> [Given text]:
------------------------
Bernard Lazare (/fr/; 14 June 1865, Nîmes – 1 September 1903, Paris) was a French literary critic, political journalist, polemicist, and anarchist. He is known as the first Dreyfusard.

==Life==
He was born Lazare Marcus Manassé Bernard (he later switched his first name and last name) in Nîmes on 15 June 1865. His bourgeois family was Jewish, "steeped in religious spirit, but committed to secular values."

Lazare's initial contact with symbolists introduced him to anarchism and led to his career in literary criticism. During the Trial of the Thirty in 1894, he defended anarchists Jean Grave and Félix Fénéon.

In the spring of 1894, he published Anti-Semitism, its History and Causes (L'Antisémitisme, son histoire et ses causes). The book is considered antisemitic by present-day standards. According to Lazare, Jewish religion and law was partly to blame: "This is in large part the exclusivism, that is, the persisting pride and attachment of Jews to one another.... However, the Jew, himself, constitutes only one of many causes for anti-Semitism".

It was published within a few months of the arrest of Captain Alfred Dreyfus, a Jewish army officer falsely accused of treason on the charge of communicating French military secrets to the German embassy in Paris. Having a reputation for combativeness and courage, Lazare was contacted by Mathieu Dreyfus to help prove his brother's innocence.
------------------------
> [Information provided]:
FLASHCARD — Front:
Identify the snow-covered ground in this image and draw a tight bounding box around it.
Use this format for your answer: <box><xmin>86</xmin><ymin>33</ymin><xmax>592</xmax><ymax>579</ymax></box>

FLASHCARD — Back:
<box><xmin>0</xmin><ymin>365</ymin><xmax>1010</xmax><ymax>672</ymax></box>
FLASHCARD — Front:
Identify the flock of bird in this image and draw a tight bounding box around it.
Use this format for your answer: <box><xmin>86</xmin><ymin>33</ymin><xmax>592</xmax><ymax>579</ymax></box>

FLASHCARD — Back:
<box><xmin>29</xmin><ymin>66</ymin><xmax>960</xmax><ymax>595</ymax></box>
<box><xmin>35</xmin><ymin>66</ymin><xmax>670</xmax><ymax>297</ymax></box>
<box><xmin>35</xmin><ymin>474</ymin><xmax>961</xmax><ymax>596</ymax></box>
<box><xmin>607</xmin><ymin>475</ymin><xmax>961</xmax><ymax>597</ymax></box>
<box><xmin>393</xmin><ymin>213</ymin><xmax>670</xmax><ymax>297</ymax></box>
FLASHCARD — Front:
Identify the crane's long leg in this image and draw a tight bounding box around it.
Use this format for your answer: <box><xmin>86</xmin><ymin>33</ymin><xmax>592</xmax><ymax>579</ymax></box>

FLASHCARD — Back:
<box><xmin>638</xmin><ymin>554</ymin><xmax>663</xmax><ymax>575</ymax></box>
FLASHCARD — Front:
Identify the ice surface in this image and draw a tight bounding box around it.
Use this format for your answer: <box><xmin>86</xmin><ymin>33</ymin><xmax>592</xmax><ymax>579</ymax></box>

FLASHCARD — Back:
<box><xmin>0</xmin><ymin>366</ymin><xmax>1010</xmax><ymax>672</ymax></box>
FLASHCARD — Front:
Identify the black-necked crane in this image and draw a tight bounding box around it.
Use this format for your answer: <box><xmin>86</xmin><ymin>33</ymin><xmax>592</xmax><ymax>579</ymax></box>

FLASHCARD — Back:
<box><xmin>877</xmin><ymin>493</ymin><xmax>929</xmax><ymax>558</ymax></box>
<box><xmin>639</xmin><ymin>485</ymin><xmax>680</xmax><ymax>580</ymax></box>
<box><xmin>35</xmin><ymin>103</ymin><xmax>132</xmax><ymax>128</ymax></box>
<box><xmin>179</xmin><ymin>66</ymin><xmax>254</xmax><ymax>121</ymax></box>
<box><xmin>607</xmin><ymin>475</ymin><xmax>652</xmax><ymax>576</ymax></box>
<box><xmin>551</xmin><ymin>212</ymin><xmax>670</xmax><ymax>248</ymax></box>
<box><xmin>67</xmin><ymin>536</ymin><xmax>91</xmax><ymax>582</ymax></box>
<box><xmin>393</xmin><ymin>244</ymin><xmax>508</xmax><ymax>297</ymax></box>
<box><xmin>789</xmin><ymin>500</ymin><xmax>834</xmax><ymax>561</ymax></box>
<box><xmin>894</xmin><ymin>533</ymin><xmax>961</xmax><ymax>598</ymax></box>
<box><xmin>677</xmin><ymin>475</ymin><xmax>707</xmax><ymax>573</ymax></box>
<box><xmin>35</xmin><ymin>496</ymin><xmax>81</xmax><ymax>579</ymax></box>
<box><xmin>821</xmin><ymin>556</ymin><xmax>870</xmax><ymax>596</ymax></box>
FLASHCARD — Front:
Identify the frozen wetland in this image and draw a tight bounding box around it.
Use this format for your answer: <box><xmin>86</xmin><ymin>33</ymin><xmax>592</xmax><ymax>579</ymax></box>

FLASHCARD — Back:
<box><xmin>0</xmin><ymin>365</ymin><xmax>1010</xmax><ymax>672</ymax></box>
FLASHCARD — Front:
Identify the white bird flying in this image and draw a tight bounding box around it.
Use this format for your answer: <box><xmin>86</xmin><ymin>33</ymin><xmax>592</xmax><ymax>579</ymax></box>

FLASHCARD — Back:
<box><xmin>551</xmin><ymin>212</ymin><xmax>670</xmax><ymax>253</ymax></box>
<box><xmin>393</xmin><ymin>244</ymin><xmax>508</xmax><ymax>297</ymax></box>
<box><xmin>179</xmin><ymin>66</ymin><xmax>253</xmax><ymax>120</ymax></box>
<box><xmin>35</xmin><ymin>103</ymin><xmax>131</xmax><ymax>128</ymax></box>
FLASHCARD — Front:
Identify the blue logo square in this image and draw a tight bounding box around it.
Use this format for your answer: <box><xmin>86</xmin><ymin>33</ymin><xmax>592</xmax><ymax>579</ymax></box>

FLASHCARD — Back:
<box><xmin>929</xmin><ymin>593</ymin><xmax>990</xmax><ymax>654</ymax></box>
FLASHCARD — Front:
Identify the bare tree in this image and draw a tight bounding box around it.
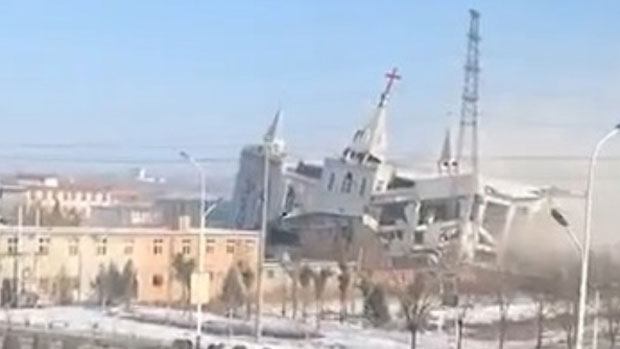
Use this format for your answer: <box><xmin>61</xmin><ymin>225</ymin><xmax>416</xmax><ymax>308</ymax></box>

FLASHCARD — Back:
------------------------
> [Required tasks]:
A - Copy the passage on Bernard Lazare word for word between "Bernard Lazare (/fr/;" and "the first Dreyfusard.", inclusive.
B - According to the passage on Bernard Lazare, which two anarchists did he defend during the Trial of the Thirty?
C - Continue the passage on Bernard Lazare from its final sentence.

> [Responses for each task]:
A -
Bernard Lazare (/fr/; 14 June 1865, Nîmes – 1 September 1903, Paris) was a French literary critic, political journalist, polemicist, and anarchist. He is known as the first Dreyfusard.

B - Jean Grave and Félix Fénéon.

C -
Lazare devoted his time exclusively to the case. Initially, he drafted a pamphlet that framed Dreyfus's trial not as a simple miscarriage of justice but the action of a specifically antisemitic conspiracy. Although that version was not published (at least in part because the family and their lawyer appear to have wanted to downplay the relevance of antisemitism to the case), Dreyfus's wrongful conviction became a turning point for Lazare's views on antisemitism, particularly regarding how Jews should respond. He began publishing more strident defenses of Jewish people in Parisian newspapers, and, after calling him out by name in Le Voltaire, even fought a duel with his former colleague, antisemitic extremist Édouard Drumont. (Neither man was injured.)

Lazare's pamphlet, Une erreur judiciaire: La vérité sur l'affaire Dreyfus ("A Judicial Error: The Truth about the Dreyfus Affair"), was finally published in November 1896 in Belgium, rather than France, because he feared it would be seized by the French police. In it, Lazare refuted the accusation point by point and demanded the sentence be overturned. The tactic conformed more to the wishes of the Dreyfus family, as the first version of the text was a savage attack on the accusers and ended with repeated use of the phrase "J'accuse", later made famous by Émile Zola. Despite the change in focus away from antisemitism, the pamphlet still argued that this was not simply a judicial mistake, but a deliberate act to frame an innocent man. Lazare may even have meant the comparatively-mild title ("Une erreur judiciare") to be ironic.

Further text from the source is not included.